## DATASET RECORDS
══════════
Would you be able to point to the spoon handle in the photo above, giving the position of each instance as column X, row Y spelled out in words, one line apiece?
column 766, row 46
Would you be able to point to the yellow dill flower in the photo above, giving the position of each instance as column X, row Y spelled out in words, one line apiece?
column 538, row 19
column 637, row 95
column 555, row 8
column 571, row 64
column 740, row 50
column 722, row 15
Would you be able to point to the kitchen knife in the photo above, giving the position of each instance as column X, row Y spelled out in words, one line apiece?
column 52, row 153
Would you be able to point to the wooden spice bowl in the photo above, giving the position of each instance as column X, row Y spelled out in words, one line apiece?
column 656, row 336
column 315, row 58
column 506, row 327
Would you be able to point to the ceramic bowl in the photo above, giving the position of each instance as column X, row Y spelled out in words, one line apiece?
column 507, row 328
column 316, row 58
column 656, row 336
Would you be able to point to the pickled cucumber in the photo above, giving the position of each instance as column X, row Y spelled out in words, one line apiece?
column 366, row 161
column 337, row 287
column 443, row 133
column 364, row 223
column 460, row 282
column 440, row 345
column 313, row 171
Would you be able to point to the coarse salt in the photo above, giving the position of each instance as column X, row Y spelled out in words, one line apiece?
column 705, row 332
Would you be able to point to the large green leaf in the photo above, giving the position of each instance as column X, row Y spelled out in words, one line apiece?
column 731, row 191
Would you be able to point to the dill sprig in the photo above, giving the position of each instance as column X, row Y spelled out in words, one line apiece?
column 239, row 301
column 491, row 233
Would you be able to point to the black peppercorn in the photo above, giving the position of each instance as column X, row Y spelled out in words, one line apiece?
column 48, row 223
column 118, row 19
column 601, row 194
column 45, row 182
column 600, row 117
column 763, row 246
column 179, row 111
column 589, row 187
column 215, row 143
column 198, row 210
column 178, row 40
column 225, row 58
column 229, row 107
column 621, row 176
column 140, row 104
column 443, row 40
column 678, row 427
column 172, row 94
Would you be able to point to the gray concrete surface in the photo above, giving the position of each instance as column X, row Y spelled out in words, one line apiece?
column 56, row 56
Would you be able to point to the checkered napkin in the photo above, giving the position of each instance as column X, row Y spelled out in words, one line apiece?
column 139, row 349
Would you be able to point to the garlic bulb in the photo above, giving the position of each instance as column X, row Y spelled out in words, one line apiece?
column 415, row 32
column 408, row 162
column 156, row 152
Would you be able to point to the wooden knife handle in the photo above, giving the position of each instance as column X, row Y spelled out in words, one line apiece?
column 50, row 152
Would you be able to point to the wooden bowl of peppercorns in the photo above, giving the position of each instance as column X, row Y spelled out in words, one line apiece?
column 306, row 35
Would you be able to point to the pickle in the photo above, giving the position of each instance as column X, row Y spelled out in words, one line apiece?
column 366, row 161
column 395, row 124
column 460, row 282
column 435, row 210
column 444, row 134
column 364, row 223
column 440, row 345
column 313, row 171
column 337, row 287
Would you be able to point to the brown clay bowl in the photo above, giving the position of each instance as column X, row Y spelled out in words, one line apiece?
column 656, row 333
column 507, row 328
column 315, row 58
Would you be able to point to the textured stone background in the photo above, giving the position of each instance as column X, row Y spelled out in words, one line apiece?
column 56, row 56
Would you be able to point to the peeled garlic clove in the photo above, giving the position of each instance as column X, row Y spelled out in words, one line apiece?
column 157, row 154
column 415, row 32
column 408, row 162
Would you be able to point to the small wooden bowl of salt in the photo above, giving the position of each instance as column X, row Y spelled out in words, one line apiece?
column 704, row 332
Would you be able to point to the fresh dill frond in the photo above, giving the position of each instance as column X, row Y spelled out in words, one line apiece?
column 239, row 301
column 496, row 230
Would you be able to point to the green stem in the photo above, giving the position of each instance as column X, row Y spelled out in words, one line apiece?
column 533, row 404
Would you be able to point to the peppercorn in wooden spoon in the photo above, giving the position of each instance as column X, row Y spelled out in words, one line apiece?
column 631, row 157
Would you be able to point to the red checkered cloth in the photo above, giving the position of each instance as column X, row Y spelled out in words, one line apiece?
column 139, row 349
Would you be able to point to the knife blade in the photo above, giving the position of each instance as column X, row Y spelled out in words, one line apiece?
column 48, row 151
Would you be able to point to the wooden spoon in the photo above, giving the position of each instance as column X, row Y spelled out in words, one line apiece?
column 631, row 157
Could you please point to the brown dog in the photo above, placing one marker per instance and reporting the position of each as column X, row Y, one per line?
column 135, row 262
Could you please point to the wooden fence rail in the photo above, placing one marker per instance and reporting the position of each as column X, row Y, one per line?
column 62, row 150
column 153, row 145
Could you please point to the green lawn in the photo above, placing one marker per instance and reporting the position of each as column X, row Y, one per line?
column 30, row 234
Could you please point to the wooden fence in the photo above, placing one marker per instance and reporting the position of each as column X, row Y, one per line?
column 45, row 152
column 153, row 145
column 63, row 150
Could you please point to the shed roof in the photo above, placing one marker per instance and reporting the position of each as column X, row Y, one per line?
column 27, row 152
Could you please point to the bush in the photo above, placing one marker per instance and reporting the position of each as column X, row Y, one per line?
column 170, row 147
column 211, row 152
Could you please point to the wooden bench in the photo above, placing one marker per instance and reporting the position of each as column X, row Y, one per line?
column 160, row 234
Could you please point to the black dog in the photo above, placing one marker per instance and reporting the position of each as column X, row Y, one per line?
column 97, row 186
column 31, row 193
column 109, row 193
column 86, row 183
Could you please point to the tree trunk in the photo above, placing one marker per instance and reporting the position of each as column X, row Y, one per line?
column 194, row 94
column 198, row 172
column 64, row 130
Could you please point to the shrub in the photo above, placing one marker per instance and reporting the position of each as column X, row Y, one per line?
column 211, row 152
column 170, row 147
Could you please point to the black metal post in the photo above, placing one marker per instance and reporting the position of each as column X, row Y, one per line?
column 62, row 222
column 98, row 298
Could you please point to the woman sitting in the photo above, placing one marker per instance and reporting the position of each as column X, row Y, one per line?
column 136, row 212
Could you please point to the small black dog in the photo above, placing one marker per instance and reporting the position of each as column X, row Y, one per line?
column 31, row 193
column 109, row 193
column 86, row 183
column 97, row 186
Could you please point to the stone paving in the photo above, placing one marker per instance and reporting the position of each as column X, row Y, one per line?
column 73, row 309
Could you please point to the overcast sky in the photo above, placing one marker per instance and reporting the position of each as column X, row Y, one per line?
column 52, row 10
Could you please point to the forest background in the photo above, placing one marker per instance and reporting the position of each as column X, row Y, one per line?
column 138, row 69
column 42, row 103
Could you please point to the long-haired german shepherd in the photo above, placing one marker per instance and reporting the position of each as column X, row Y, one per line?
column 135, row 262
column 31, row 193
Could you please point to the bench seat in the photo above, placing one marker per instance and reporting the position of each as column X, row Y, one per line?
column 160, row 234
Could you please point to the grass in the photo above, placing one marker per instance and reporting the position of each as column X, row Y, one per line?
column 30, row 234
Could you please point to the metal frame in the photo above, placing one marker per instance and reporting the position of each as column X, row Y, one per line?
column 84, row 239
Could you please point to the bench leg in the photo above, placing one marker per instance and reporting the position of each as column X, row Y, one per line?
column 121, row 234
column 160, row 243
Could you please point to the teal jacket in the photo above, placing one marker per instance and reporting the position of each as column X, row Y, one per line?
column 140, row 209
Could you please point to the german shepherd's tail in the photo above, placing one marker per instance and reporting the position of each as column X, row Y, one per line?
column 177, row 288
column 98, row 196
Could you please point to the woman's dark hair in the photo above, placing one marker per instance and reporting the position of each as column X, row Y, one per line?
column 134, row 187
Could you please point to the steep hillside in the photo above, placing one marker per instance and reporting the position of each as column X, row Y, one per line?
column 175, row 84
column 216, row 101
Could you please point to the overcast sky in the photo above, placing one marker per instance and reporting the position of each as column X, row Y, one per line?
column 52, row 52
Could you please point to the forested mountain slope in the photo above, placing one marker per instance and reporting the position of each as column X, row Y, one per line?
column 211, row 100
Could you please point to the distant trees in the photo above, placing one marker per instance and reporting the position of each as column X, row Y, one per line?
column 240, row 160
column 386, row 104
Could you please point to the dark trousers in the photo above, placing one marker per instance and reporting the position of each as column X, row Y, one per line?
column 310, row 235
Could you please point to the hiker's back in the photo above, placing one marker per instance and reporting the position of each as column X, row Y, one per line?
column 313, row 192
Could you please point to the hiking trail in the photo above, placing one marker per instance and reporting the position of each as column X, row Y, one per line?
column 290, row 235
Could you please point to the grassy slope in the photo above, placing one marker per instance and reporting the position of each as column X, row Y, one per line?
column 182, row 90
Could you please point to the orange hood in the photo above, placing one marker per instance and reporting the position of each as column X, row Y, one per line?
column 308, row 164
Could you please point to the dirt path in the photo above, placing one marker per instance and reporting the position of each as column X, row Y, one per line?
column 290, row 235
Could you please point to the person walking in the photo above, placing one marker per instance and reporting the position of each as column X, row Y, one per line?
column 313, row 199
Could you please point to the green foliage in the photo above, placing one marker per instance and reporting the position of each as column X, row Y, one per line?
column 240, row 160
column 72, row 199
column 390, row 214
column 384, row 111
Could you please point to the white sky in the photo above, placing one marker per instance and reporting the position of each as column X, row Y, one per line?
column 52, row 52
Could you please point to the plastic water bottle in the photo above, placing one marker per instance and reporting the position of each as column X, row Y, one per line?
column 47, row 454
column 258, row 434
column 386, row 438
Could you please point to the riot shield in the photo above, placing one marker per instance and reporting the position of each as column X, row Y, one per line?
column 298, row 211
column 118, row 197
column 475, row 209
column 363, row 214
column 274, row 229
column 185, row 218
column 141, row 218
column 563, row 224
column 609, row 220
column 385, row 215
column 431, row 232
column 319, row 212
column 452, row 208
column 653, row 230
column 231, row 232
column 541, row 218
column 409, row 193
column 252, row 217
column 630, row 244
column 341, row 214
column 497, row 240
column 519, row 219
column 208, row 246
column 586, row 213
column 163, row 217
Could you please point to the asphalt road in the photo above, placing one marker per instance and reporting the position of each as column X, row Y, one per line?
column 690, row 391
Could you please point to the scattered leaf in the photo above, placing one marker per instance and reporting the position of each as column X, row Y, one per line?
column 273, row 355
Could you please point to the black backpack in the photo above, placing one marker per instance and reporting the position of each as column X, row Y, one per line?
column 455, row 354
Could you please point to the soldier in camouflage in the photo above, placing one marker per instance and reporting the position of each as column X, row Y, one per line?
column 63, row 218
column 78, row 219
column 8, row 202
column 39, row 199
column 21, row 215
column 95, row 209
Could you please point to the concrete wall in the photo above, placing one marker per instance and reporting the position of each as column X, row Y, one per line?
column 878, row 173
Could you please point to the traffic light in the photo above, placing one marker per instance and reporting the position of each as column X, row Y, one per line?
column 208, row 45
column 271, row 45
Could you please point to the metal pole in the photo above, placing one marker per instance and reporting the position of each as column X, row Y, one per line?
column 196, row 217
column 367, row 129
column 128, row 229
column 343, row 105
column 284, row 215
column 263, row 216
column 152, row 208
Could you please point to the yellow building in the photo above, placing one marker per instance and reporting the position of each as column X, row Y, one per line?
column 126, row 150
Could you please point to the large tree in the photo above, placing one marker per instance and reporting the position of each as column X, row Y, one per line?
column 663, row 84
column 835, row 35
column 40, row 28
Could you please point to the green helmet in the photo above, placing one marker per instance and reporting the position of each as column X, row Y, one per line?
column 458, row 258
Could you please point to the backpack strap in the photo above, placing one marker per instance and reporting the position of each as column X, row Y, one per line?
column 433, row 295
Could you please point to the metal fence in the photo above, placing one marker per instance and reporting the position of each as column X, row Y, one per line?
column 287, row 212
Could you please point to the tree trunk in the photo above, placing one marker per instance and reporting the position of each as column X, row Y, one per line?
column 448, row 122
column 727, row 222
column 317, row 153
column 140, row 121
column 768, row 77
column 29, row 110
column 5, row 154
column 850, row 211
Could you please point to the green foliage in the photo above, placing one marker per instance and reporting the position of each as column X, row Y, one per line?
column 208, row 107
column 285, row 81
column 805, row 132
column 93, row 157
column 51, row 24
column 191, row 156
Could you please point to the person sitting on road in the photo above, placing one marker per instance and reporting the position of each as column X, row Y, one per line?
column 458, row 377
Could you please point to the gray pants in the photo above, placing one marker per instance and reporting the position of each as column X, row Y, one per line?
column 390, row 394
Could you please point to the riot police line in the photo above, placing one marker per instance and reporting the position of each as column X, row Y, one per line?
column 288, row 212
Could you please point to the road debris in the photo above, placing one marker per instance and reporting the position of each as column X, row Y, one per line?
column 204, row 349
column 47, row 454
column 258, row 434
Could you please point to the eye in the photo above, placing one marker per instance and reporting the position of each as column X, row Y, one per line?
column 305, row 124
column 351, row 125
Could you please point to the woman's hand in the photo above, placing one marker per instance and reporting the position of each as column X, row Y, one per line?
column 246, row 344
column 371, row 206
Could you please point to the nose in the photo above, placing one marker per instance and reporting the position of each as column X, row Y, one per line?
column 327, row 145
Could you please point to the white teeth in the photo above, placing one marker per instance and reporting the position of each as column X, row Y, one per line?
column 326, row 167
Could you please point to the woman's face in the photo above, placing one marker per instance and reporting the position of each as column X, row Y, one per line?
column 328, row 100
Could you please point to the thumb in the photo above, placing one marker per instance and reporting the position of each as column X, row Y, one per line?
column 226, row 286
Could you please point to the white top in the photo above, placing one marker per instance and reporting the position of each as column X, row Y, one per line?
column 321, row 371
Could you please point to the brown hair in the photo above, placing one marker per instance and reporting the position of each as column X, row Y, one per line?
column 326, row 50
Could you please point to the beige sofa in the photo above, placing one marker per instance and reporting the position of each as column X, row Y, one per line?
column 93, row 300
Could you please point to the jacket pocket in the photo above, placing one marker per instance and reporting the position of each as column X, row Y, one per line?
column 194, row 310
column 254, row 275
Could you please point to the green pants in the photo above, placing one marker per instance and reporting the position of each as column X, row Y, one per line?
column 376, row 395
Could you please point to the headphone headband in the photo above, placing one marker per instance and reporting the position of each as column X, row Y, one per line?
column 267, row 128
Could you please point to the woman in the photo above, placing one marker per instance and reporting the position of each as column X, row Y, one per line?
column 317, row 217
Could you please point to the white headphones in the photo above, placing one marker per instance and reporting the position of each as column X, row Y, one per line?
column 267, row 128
══════════
## REQUIRED WORK
An exact restatement of the lines from the one with "Could you please point to the green pants" through the last line of the data is the only acceptable answer.

## YOUR SOLUTION
Could you please point to the green pants in the photo above, placing one marker per instance and reporting the position of each as column X, row Y, one per line?
column 376, row 395
Could you please point to the headphone headband in the photo above, placing one marker per instance and reporting the position of each as column X, row Y, one per line?
column 267, row 128
Could you please point to the woman in the photo above, placing one marker per instance and reporting the position of each as column X, row Y, one per line?
column 317, row 217
Could you please point to the white headphones in the photo above, placing one marker per instance and reporting the position of each as column X, row Y, one per line?
column 267, row 128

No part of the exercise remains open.